▶ [Texto selecionado]
· · · · · · ·
Passado a euforia inicial, podemos dizer que alguma depuração sobre a profissão já foi feita, permitindo um olhar mais crítico sobre as competências técnicas – que podem variar de mercado a mercado – e, principalmente, as comportamentais comuns aos compliance officers de sucesso.
Por mais que as demandas e os regulamentos com os quais o profissional de compliance precisa lidar cresçam e venham ficando mais complexos a cada dia, um profissional apenas com amplo conhecimento técnico do assunto, dificilmente será bem sucedido. “Hoje, mais de 50% dos requisitos intrínsecos para preencher uma vaga em compliance são de competências comportamentais”, informa Raul Cury, sócio-fundador da Vittore Partners, uma empresa de headhunter especializada na área.
Como na maioria das empresas o departamento de Compliance costumam ter equipes de um homem só, se essa pessoa não conseguir ela mesma se desenvolver e avançar profissionalmente, o programa também não vai pra frente, deixando a companhia exposta aos dversos riscos de compliance existentes.
Para identificar quais seriam as competências comportamentais fundamentais para um líder de compliance, a psicóloga e bussines & life coach, Luciana Rocha, entrevistou mais de uma dezena de profissionais de compliance. Foram aplicados testes comportamentais que a ajudaram a mapear as características comuns a todos os entrevistados. Depois de mapeados os resultados, Luciana realizou entrevistas comportamentais e aplicou um novo teste. Findo essa segunda fase, a coach foi escutar de headhunters especializados, o que eles buscavam em profissionais para preencher as posições de compliance officer mais graduadas.
Feitas as análises e cruzamentos, Luciana identificou cinco competências comportamentais básicas, comuns aos profissionais bem sucedidos na área: diplomacia, comunicação, persuasão, resiliência e visão estratégica. “São competências focadas e que se adequam à realidade e às características da área, que tem demandas diferentes das de profissionais de Finanças ou Vendas”, explica a coach. Essa pesquisa também serviu de base para a montagem da grade dos programas de Mentoring e Compliance Coaching da LEC.
O compliance officer precisa ser, antes de tudo, um profissional de relacionamento. Para o seu trabalho na empresa ser bem-sucedido, ele vai depender e muito do trabalho de pessoas de outras áreas espalhadas por todo o negócio. É verdade que a empresa funciona como uma engrenagem na qual o trabalho de todo mundo, para fluir, depende do de ou- tras pessoas. Mas, no caso do compliance, essa dependência é realmente muito grande. E ele precisa de muita habilidade para construir uma rede de relacionamentos e engajá-la na sua causa.
Por isso que Luciana apontou a diplomacia como a competência comportamental número um para os compliance officers. “Se o profissional for um ‘trator’, querendo passar por cima de todo mundo para fazer acontecer, ele não conseguirá gerenciar conflitos e vai acabar tendo pessoas refratárias, ou mesmo atuando contra ele. Sem conseguir estabelecer parceiras, ele bota o programa a perder”, explica a coach. Em situações como essa, mesmo que o compliance officer volte atrás, ele já ficou marcado por uma primeira impressão negativa e, terá muita dificuldade para seguir daí para frente.
· · · · · · ·
▶ [Trechos do material]

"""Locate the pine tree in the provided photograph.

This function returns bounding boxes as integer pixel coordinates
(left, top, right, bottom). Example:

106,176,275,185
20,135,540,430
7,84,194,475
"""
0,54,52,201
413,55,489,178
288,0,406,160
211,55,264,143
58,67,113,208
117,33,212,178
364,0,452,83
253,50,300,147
· · · · · · ·
▶ [Requisitos da tarefa]
Responda com base no texto sobre compliance officers:
1. Segundo Raul Cury, que parcela dos requisitos para preencher uma vaga em compliance corresponde a competências comportamentais?
2. De qual empresa Raul Cury é sócio-fundador?
3. Quais são as cinco competências comportamentais básicas identificadas por Luciana Rocha?

▶ [Resultado]
1. Mais de 50%.
2. Da Vittore Partners.
3. Diplomacia, comunicação, persuasão, resiliência e visão estratégica.